What the task asks:
Copy out all of the material below with its requests, offsetting every number in the point coordinates by -88 and leaving out the pictures.

Entries:

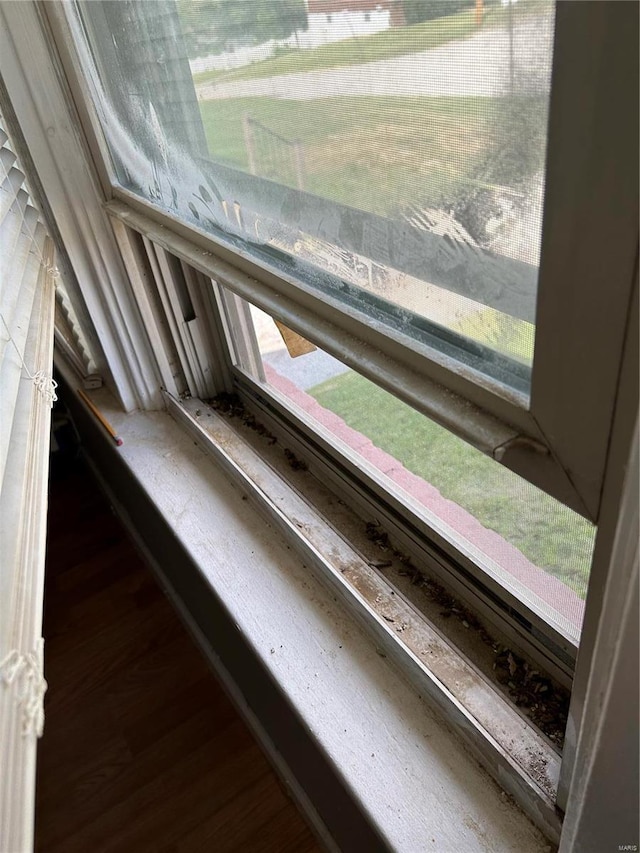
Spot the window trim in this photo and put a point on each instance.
(538, 442)
(95, 275)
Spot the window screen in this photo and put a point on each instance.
(388, 152)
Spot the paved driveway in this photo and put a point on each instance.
(480, 65)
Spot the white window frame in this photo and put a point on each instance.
(138, 386)
(540, 437)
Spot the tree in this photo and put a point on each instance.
(218, 25)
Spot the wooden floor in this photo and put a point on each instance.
(142, 751)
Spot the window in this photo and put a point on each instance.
(231, 198)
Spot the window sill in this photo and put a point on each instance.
(399, 769)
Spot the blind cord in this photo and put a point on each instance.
(43, 381)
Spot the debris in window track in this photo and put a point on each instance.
(294, 462)
(545, 703)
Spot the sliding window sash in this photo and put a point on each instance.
(592, 193)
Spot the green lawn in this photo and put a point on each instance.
(547, 533)
(374, 153)
(396, 41)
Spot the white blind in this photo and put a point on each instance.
(26, 351)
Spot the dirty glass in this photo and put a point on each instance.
(389, 152)
(530, 543)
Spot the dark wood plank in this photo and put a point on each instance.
(142, 750)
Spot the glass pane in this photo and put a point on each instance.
(533, 545)
(391, 152)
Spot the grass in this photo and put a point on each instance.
(551, 536)
(378, 154)
(388, 44)
(507, 335)
(396, 41)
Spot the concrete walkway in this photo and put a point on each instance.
(476, 66)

Exercise output:
Spot the window trim in this photo and put a point on each instance.
(450, 354)
(7, 187)
Spot the window screen in this photo and put a point on each instance.
(300, 64)
Spot the paved driveway in this photo and put a point on each instance.
(392, -23)
Spot the white window frame in this photo and put a point on each instance.
(50, 298)
(452, 349)
Spot the tree in this photo and put a point on each instance.
(130, -63)
Spot the wooden floor in this photo and put a point on each instance.
(54, 663)
Spot the window in this photo and put a point on each instance.
(143, 110)
Spot the window sill in this photo and put a point on each instance.
(311, 681)
Spot the blind cord in this photo and put a point on each instance.
(-45, 293)
Spot the debris in window track in this photo and put a point on each instance.
(206, 374)
(457, 615)
Spot the sliding window sash in this photo and put a point on each instance.
(504, 105)
Spot the green lawn in this photo and put a point on each instance.
(459, 445)
(286, 65)
(308, -47)
Spot the white blind in this photo and put a point on each instance.
(-62, 263)
Spot the dirty glass in this photo and put a point on each instance.
(301, 64)
(442, 455)
Spot the dark wood plank in this photo and put a point on each instance.
(54, 662)
Spot the glass pane in this photo and put a point on each instance.
(445, 457)
(303, 64)
Spot the grass in this photo and put a point on each instance.
(463, 448)
(290, 66)
(300, -44)
(419, 247)
(308, -47)
Spot the concrete walkway in this photo and put a point on each instance.
(388, -22)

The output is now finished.